#### ページ:
☆ ☆ ☆ ☆ ☆ ☆ ☆

GGD - Gradational Gaussian Distribution
これは Gradational Gaussian Distribution (GGD; グラデーションガウス分布 あるいは 傾斜ガウス分布) (作者が勝手に命名)
のリファレンスクラスの R パッケージです。
GGD によって度数分布を近似したり、分位点をトレースすることができます。
English
Gradational Gaussian Distribution とは
GGD は主として単峰性の、正規分布に従わない分布をターゲットとした連続分布モデルです。
$\log$ 変換を用いずに、左右に歪んだ分布、裾の重い分布、頂点が扁平な分布などを表すことができます。
GGD は正規分布 (ガウス分布) の混合分布モデルの一種ですが、
いわゆる 混合ガウス分布 (Gaussian Mixture Model; GMM) 、すなわち、正規分布の一次結合で表されるモデルではなく、
X軸方向やY軸方向に沿って、正規分布の混合比率を徐々に変化させた分布モデルです。
なお、正規分布の関数の畳み込みではありません。
GGD はデータが正規分布に従わないとき、その原因が、離散的なパラメータによるものではなく、
何か連続的なパラメータによる場合に適用できるだろうと、パッケージ作者の私は考えています。
水平 (横方向) グラデーション分布 (Horizontal Gradational Distribution)
水平 (横方向) グラデーション分布 (Horizontal Gradational Distribution) は
2つの正規分布の混合比がX軸に沿って徐々に変化する分布モデルです。
左右に歪んだ分布を表すのに適しています。
水平 (横方向) グラデーション分布を $\mathcal{G}[\mathcal{N}_1 \rightarrow \mathcal{N}_2]$ のように書くことにします。
この記号はX座標が $-\infty$ から $\infty$ に向かうにつれて、確率密度関数の形状が
正規分布 $\mathcal{N}_1$ のものから正規分布 $\mathcal{N}_2$ のものに徐々に変化することを意味します。
一般に、 $\mathcal{G}[\mathcal{N}_1 \rightarrow \mathcal{N}_2]$ は
$$
\mathcal{G}[\mathcal{N}_1 \rightarrow \mathcal{N}_2] =
h_1(x) \ \mathcal{N}_1 + h_2(x) \ \mathcal{N}_2
$$
のように表すことができます。
ここで、 $h_1$ と $h_2$ はそれぞれ正規分布 $\mathcal{N}_1$ と $\mathcal{N}_2$ の混合比を表す関数です。
これらの関数は $\mathcal{N}_1$ と $\mathcal{N}_2$ の累積分布関数 $\Phi_1$ と $\Phi_2$ を用いて、
$$
\begin{align}
h_1(x) &= 1 - \Phi_1(x), \\
h_2(x) &= \Phi_2(x).
\end{align}
$$
のように定義されます。
$h_1$ は
$x:-\infty \to \infty \ \Rightarrow \ h_1(x):1 \to 0$ のように、X軸に沿って徐々に減少し、
$h_2$ は $x:-\infty \to \infty \ \Rightarrow \ h_2(x):0 \to 1$ のように、
X軸に沿って徐々に増加します。

☆ ☆ ☆ ☆ ☆ ☆ ☆

#### データ:
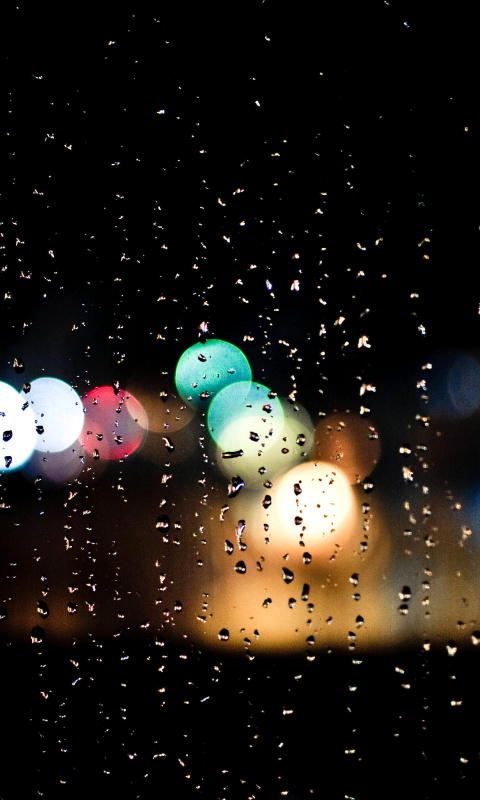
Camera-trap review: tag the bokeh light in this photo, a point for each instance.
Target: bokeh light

☆ ☆ ☆ ☆ ☆ ☆ ☆

#### 取り組む課題:
1. GGD の説明の「GGD - Gradational」から「トとした連続分布モデルです。」まで(両端も含む)を、「連続分布モデル」を「確率分布モデル」に変えて書き直してください。
2. GGD の説明の「GGD はデータが正規分布に従わないとき」で始まる段落を、大事な内容を残したまま短くまとめてください。
3. GGD の説明によると、水平(横方向)グラデーション分布はどんな分布を表すのに向いていますか。
答えるときは、GGD の説明に書かれていることだけを使ってください。

#### 解答:
1.
GGD - Gradational Gaussian Distribution
これは Gradational Gaussian Distribution (GGD; グラデーションガウス分布 あるいは 傾斜ガウス分布) (作者が勝手に命名)
のリファレンスクラスの R パッケージです。
GGD によって度数分布を近似したり、分位点をトレースすることができます。
English
Gradational Gaussian Distribution とは
GGD は主として単峰性の、正規分布に従わない分布をターゲットとした確率分布モデルです。

2. データが正規分布に従わない原因が、離散的なパラメータではなく連続的なパラメータにある場合に、GGD は使えるだろうとパッケージ作者は考えています。

3. 左右に歪んだ分布です。